▶ _Exercise directions_
Beginning with the line that holds "of the dark", copy each line exactly through the end of the entries, but leave the pictures out.

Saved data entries

#####

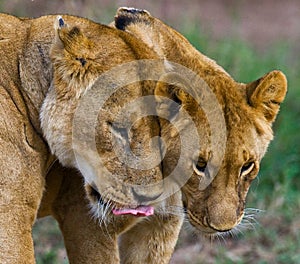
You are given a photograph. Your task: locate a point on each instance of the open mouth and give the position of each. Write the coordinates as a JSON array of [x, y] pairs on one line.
[[139, 211]]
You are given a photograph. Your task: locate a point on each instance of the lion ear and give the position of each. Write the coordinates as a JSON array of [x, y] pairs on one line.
[[141, 24], [70, 38], [266, 93], [170, 95]]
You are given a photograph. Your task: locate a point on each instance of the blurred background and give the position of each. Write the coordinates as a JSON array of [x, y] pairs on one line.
[[249, 39]]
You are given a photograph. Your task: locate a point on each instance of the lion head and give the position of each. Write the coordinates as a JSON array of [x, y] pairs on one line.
[[85, 119], [233, 122]]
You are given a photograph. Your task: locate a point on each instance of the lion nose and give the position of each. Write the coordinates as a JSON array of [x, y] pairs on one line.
[[222, 218], [144, 198]]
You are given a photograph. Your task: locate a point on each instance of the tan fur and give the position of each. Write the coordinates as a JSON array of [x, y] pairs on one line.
[[249, 111], [78, 51], [79, 55]]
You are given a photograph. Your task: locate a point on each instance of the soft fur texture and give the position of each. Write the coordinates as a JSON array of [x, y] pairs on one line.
[[249, 111], [79, 55], [78, 50]]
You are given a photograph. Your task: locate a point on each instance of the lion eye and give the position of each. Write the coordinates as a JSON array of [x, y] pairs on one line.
[[247, 168], [199, 167]]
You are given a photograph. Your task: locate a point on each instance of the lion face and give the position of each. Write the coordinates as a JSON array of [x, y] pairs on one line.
[[98, 137], [229, 153], [214, 195]]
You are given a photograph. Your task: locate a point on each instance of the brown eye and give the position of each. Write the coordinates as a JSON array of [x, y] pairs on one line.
[[199, 167], [247, 168]]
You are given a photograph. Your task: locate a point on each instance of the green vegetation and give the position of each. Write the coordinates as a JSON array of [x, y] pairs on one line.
[[276, 190]]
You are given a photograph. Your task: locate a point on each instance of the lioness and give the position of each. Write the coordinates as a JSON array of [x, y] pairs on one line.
[[78, 59], [44, 74], [213, 205]]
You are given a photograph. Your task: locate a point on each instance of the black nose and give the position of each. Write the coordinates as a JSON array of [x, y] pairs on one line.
[[143, 199]]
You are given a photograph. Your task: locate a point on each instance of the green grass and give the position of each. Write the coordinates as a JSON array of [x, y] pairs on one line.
[[276, 190]]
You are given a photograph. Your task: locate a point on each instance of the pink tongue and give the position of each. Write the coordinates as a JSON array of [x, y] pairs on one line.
[[139, 211]]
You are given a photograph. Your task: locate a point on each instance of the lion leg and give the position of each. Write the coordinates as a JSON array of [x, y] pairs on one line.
[[152, 240], [85, 240], [21, 188], [23, 159]]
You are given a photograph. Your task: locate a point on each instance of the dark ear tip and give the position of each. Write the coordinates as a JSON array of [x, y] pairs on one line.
[[131, 11], [60, 23], [126, 16]]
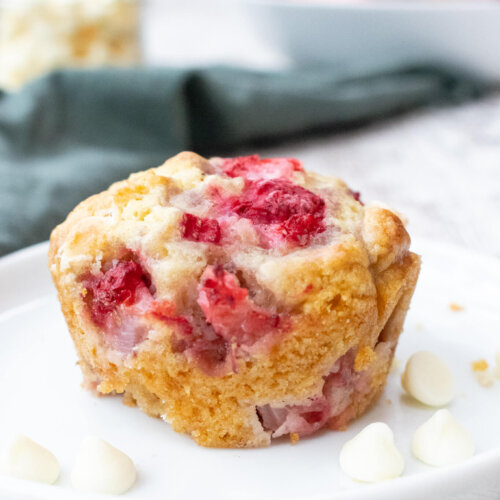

#####

▶ _Response for this exercise_
You are given a photograph. Your task: locate a point on each instance of the dark ear tip and give the position of each. Write the coordinates as a JSON array of [x, y] pairs on one line.
[[131, 11], [60, 23], [126, 16]]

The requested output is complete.